Working from the line that contains "Target: concrete pillar" down to the last line below, repeat each line exactly.
--------------------
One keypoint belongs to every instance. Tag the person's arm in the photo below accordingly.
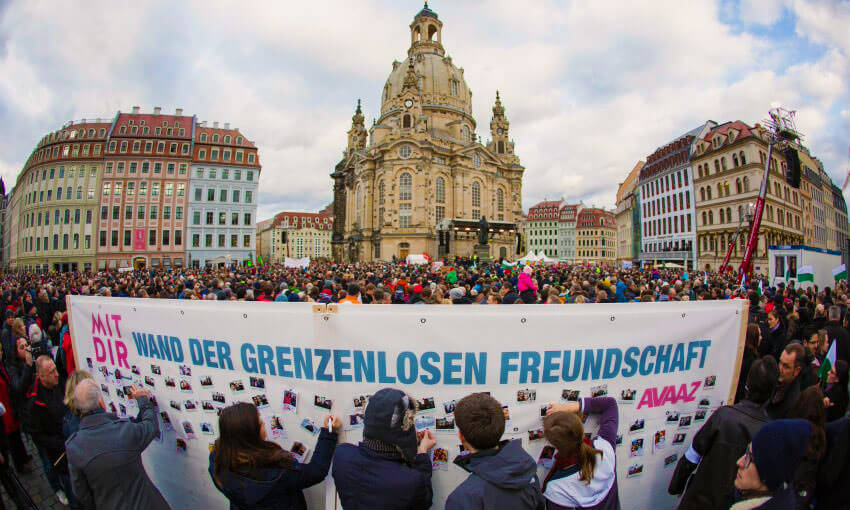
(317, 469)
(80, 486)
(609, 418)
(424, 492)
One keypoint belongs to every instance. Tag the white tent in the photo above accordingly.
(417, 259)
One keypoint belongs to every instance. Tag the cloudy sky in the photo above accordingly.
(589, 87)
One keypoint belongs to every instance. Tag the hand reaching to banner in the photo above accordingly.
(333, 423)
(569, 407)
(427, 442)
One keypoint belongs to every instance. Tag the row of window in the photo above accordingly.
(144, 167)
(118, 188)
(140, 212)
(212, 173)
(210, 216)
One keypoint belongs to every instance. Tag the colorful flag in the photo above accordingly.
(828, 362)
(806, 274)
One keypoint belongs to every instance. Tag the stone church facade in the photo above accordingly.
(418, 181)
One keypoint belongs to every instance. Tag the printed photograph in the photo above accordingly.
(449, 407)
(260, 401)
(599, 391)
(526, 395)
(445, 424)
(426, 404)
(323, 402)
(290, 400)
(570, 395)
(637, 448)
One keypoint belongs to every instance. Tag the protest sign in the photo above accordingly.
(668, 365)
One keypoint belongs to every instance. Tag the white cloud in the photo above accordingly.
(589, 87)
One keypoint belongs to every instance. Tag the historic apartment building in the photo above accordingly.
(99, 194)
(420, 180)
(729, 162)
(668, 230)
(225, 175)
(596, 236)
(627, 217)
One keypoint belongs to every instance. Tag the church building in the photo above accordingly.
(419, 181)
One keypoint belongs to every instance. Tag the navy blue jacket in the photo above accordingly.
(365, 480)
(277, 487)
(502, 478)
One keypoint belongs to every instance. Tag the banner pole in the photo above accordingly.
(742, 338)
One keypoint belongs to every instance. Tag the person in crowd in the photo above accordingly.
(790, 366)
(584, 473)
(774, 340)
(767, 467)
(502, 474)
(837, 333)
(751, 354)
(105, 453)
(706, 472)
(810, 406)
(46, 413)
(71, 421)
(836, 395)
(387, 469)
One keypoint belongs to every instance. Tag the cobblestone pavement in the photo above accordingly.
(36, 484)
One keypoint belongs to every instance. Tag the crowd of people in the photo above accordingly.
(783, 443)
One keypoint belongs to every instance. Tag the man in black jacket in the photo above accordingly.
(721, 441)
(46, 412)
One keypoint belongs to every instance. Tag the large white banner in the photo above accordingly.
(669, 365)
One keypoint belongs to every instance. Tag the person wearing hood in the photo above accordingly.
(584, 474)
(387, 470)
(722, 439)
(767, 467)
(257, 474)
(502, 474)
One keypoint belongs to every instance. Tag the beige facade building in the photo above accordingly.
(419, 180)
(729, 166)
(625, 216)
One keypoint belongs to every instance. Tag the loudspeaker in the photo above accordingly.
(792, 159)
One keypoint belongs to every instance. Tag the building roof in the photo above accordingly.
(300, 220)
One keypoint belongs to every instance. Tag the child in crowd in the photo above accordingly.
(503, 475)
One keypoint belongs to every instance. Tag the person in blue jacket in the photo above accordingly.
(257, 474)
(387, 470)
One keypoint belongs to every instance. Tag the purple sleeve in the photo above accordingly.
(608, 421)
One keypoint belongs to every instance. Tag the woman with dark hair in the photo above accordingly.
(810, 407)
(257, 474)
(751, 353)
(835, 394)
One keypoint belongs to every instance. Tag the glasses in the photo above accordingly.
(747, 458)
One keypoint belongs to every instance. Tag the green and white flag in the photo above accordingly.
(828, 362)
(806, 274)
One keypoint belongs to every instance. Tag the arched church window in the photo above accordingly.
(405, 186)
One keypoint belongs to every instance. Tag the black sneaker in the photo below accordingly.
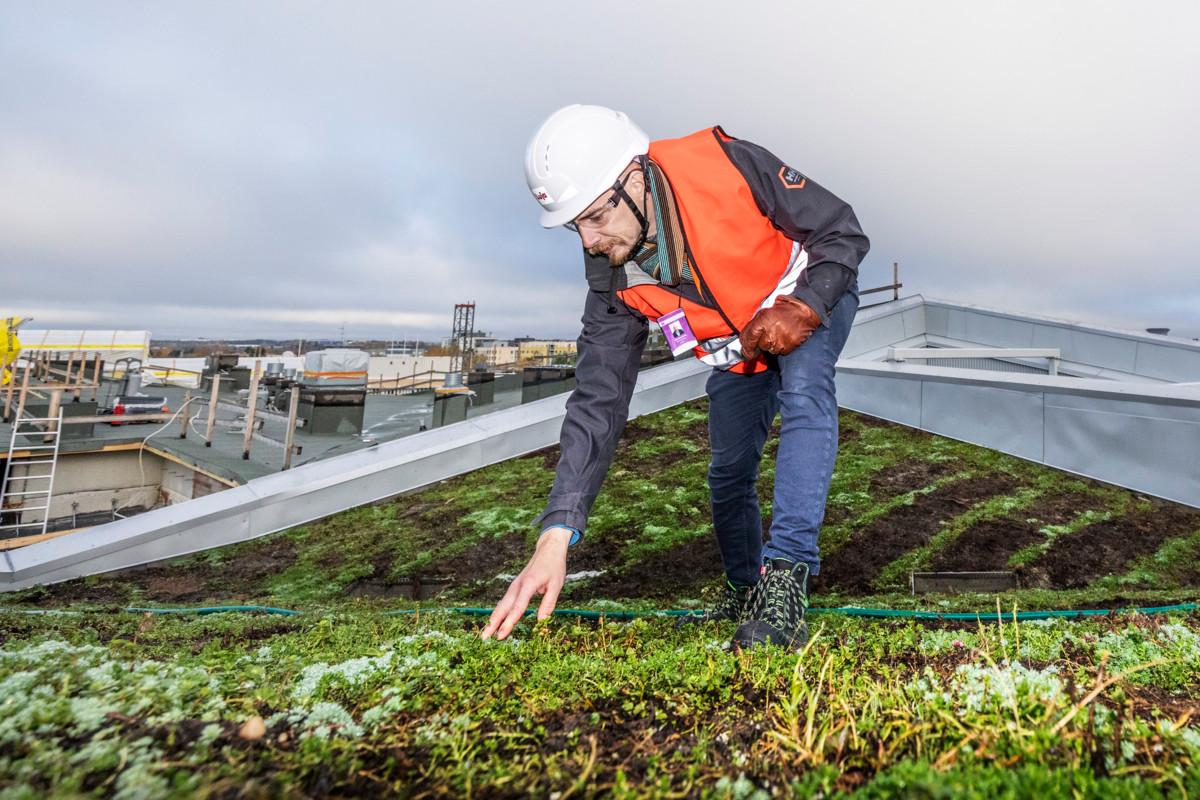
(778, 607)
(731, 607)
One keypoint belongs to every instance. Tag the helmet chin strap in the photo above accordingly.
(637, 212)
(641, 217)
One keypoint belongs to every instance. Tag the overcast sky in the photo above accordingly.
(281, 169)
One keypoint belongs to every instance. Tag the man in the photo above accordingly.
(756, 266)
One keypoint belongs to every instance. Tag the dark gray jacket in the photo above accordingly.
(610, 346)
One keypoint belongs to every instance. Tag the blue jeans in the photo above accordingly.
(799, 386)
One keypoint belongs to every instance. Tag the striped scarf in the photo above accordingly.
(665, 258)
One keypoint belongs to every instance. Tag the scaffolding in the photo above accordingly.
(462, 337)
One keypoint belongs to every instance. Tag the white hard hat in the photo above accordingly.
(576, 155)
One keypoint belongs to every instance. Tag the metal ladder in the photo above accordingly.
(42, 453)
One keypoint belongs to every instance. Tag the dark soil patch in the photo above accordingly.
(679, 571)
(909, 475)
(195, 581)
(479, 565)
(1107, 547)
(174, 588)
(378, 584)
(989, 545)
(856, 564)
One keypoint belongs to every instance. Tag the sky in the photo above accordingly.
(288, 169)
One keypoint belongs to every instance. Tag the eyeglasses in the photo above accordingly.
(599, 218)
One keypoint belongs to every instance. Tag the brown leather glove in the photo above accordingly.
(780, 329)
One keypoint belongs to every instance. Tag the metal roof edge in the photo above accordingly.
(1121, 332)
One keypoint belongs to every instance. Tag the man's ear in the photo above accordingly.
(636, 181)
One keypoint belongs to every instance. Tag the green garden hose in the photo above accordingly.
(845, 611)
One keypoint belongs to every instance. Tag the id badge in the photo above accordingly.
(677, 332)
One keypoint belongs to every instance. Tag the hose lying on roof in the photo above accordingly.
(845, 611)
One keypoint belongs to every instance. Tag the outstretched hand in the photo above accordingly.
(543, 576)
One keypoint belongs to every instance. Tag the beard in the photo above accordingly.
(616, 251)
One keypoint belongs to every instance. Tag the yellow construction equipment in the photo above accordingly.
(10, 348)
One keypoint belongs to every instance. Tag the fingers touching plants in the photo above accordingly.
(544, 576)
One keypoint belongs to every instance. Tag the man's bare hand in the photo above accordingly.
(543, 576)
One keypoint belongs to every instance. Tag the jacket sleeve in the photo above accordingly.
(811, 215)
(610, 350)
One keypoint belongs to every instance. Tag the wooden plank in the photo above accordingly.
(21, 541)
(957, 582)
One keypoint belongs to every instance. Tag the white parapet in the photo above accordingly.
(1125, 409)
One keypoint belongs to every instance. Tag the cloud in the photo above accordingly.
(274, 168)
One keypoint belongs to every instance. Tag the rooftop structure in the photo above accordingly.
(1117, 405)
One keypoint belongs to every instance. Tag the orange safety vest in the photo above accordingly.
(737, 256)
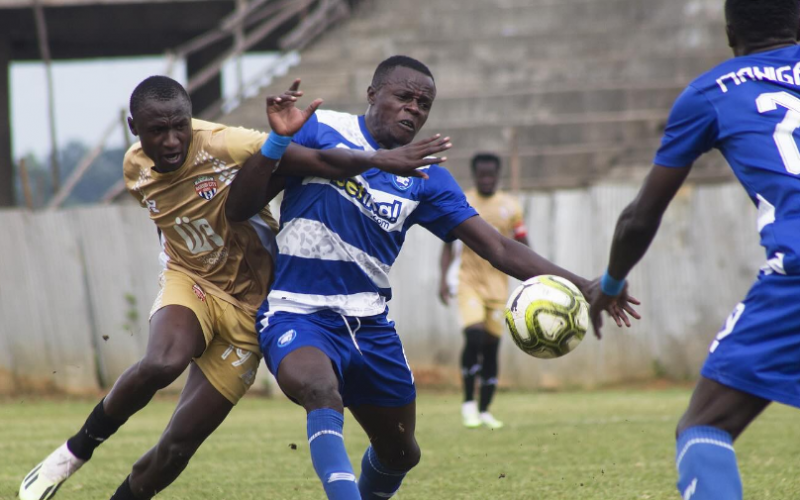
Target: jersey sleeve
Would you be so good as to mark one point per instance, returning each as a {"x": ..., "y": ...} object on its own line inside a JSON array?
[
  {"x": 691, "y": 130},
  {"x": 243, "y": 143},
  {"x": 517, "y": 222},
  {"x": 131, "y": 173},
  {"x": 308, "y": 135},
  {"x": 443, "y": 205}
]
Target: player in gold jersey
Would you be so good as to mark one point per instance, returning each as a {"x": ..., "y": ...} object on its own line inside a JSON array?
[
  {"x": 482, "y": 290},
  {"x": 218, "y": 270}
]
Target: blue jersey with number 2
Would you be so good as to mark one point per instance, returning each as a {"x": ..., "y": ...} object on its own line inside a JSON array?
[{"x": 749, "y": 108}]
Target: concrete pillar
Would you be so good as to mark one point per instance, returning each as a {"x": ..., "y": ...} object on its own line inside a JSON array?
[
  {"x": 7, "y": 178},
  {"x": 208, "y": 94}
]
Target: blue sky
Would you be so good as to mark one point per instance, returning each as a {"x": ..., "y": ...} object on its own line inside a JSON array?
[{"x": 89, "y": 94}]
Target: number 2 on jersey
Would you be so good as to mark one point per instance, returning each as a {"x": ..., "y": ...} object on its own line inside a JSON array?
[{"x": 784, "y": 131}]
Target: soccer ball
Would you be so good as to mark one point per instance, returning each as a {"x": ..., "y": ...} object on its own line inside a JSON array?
--------------------
Output below:
Target: concrete pillar
Would you be so good as to mark one point per instance, returning each as a {"x": ..., "y": ...} object on its own line inside a JSON array?
[
  {"x": 7, "y": 178},
  {"x": 208, "y": 94}
]
Target: blue sky
Would you be so good as to mark one point per instance, returning each as a {"x": ..., "y": ...} object on its own line inside a JSON array?
[{"x": 89, "y": 94}]
Target: number 2 on jersey
Would you be so good as to mark one point per instance, returning each as a {"x": ..., "y": ...} object on its own line inside a JSON array?
[{"x": 784, "y": 131}]
Target: soccer ball
Would you be so good as to mark one point per instance, returning each as a {"x": ..., "y": ...} object on its own line inside a JSON array?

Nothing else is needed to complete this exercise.